PROBLEM DESCRIPTION: Only the lines from the one with "# provide the position of each instance of the shrub, this" to the end of the data, both ends included, should be output, exactly as they stand and without pictures.

TASK DATA:
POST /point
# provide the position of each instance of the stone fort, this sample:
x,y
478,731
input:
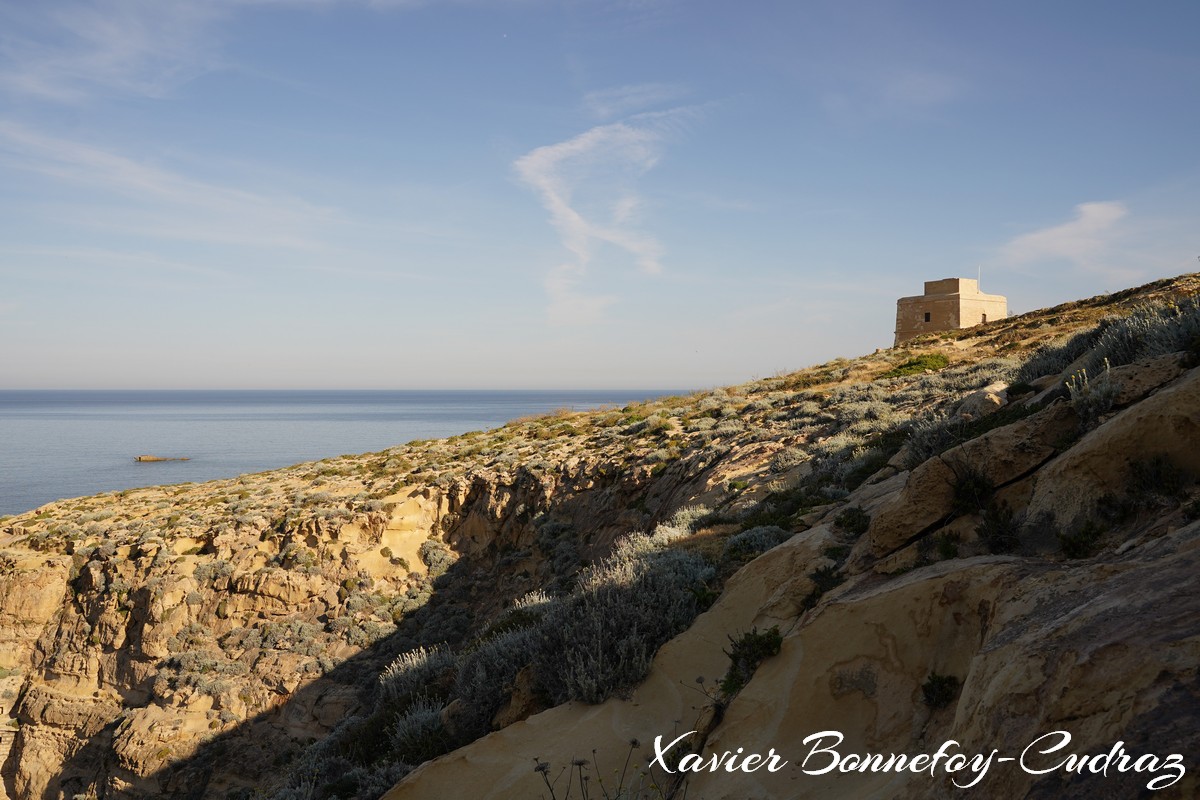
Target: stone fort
x,y
947,305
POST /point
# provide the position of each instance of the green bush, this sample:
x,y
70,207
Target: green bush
x,y
745,654
939,691
853,521
928,361
1092,398
599,641
754,541
999,528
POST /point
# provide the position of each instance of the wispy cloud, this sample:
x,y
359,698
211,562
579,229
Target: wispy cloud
x,y
157,203
69,52
587,184
621,101
1087,241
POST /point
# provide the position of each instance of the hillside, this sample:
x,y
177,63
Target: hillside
x,y
947,540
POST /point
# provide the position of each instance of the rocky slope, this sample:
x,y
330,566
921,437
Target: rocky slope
x,y
953,524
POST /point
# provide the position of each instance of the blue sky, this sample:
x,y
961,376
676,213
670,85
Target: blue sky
x,y
581,193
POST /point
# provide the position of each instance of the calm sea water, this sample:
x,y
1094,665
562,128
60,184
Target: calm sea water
x,y
63,444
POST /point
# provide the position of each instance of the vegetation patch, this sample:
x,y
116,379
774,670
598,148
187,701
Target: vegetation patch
x,y
745,654
939,691
924,362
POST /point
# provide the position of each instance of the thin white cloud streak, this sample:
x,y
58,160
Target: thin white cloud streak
x,y
587,185
622,101
1087,241
67,53
166,204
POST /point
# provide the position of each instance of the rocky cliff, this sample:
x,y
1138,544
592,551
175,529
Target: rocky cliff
x,y
984,537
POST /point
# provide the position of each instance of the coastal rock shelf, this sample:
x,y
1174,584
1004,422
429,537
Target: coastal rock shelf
x,y
985,576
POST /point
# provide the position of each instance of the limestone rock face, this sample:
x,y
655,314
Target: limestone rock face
x,y
1000,457
1108,650
1164,425
983,402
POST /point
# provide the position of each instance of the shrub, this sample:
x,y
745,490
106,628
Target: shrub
x,y
928,361
1146,332
939,691
418,734
415,672
436,555
486,675
1092,398
754,541
745,654
853,521
999,528
1051,359
787,458
599,641
972,491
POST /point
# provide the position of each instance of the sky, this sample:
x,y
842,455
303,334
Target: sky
x,y
565,193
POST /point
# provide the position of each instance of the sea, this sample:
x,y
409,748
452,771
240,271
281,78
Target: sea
x,y
64,444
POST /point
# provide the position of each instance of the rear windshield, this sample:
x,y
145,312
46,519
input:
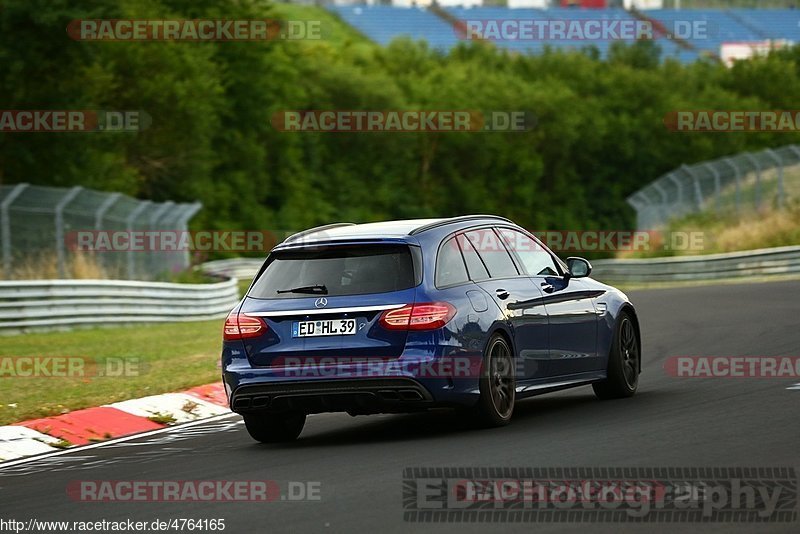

EXERCISE RESULT:
# provide the position of each instance of the shrub, this sample:
x,y
745,490
106,628
Target: shrub
x,y
928,361
1146,332
939,691
418,734
415,672
436,555
486,675
1092,398
754,541
745,654
853,521
999,528
1051,359
787,458
599,641
972,491
POST /point
# provide the position of each instance of the sky, this sample:
x,y
842,455
303,334
Target: sky
x,y
565,193
POST /point
# provide the position of each instance of the sea, this sample:
x,y
409,748
452,771
240,271
281,78
Target: sea
x,y
64,444
POST /point
# provide the position of each instance of the rear windshield, this sample:
x,y
145,312
46,519
input:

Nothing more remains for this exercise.